**EXERCISES:**
[1] Retype the passage of the 1984 movie reviews between "The film is" and "filmmaker’s younger years.", inclusive, with no changes.
[2] Write a continuation of the 1984 movie reviews that begins right after their final sentence.

**EXCERPT PROVIDED:**
# # # # # # #

But imagine your legacy being that your film title has become a punchline for decades to come.

The Flamingo Kid

The love affair with the 1950s and 1960s seemed to be at their height in the 1980s, and The Flamingo Kid is another entry that revels in this nostalgia for a ‘simpler time.’

Jeffrey Willis (Matt Dillion) is a teenager looking for a direction in his life. His father (Héctor Elizondo), wants him to be an engineer, but Jeffrey wants to find his own way in the world. He takes a job at the El Flamingo club for the summer and ends up being taken under the wing of Phil Brody (Richard Crenna), who fills his head with all sorts of ideas about the future. As the summer comes to a close, Jeffrey learns a valuable lesson about who you put your faith into, and just what your family means to you.

The film is fine, if a little slow at times. The story does seem more enamored with the trappings of the setting than the story itself. It’s not terribly original, and feels like so many other films that look back with nostalgia glasses as the filmmaker’s younger years.

There is nothing wrong with the film, it’s just fairly unremarkable.

1984 Movie Project - Johnny Dangerously - 01

Johnny Dangerously

When I saw that Johnny Dangerously was on the 1984 list I realized that I had no idea when I last thought of this movie. I remembered Joe Pesci making jokes about people doing things to him “once… once.” and that’s about it. And then I remembered it getting horrible reviews.

Never one to shy away, I decided to jump in and check it out all these years later.

# # # # # # #

**SUPPLIED INFORMATION:**
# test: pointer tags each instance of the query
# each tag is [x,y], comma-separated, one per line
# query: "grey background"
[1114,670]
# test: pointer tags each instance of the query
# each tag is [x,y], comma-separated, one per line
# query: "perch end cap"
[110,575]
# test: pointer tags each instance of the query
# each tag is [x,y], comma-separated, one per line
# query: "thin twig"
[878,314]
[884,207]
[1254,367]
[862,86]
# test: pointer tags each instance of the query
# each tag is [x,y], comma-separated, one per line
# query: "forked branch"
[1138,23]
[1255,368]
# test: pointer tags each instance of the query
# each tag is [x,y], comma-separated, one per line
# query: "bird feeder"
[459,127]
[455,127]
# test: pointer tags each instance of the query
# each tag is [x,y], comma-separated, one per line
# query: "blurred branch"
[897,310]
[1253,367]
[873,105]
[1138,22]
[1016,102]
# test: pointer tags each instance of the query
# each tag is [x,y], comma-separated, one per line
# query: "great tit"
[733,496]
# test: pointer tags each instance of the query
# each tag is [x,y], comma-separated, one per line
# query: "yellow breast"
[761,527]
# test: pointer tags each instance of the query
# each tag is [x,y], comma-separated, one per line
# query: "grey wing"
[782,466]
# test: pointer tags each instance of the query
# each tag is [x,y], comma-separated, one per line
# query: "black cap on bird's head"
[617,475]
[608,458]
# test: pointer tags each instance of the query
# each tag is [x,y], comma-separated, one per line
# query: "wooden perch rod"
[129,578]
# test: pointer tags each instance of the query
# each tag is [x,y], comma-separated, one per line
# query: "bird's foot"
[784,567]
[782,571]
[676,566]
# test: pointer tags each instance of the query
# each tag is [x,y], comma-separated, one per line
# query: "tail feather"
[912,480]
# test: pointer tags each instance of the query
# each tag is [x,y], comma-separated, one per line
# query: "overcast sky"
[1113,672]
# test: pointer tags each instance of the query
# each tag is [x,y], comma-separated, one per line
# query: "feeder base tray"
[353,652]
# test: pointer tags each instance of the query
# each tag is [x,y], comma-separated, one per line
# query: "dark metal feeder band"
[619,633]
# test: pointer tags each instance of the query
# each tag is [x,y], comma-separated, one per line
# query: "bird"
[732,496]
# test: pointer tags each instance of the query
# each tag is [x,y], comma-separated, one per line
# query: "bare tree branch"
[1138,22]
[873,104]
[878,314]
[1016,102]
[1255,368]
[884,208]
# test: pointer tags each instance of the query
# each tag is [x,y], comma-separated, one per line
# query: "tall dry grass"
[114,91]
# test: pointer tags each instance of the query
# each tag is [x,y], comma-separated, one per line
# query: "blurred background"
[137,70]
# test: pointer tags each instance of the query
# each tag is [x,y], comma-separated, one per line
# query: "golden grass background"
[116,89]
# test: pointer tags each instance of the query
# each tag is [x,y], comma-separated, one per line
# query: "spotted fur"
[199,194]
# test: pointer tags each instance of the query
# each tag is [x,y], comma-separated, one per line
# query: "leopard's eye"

# # # # # # #

**RESULTS IN ORDER:**
[1]
The film is fine, if a little slow at times. The story does seem more enamored with the trappings of the setting than the story itself. It’s not terribly original, and feels like so many other films that look back with nostalgia glasses as the filmmaker’s younger years.

[2]
I’ll say this for Johnny Dangerously: It starts strong and then just fizzles about halfway in. It desperately wants to do for gangster movies what Airplane! did for disaster movies, but just never quite makes it. The opening 20 to 30 minutes of the movie garner multiple laughs, and then… you just don’t care.

It makes no sense why it goes so wildly off the rails compared to the opening, and you keep rooting for it to find that voice again.

Part of me feels like you should check it out just to see a young Michael Keaton who shines in every moment he’s in, but just be prepared to suddenly lose interest.

Micki & Maude

Another Dudley Moore film where he plays someone who gets caught up in cheating despite really loving his wife.

Rob Salinger (Moore) is a TV reporter who is dealing with his wife Micki (Ann Reinking) enjoying reat success due to her involvement with the newly elected governor. All Rob wants is a child, but Micki is too busy at the moment and keeps putting it off. As Micki stays busy, Rob meets Maude (Amy Irving), and sleeps with her. He quickly finds out she is pregnant, and low-and-behold so is Micki. Now he has two women to deal with and fakes a marriage to Maude to keep her happy as well. He loves them both and can’t decide between the two of them.

Why Moore couldn’t seem to break out of this mold is beyond me. For such a talented man, it would have been nice to see him play someone you could actually root for every so often. This is the third movie just this year – Unfaithfully Yours and Best Defense – where it’s difficult to root for him. He only has one movie a year from here on out, and I can’t say I’m sad to take a bit of a break from him. A very talented man that just couldn’t break his way out of mediocre plots.

Protocol

I come away from saying how Dudley Moore should have broken out of the confines of playing unlikeable characters to Goldie Hawn who played the same character many times but the difference here is her characters were likable.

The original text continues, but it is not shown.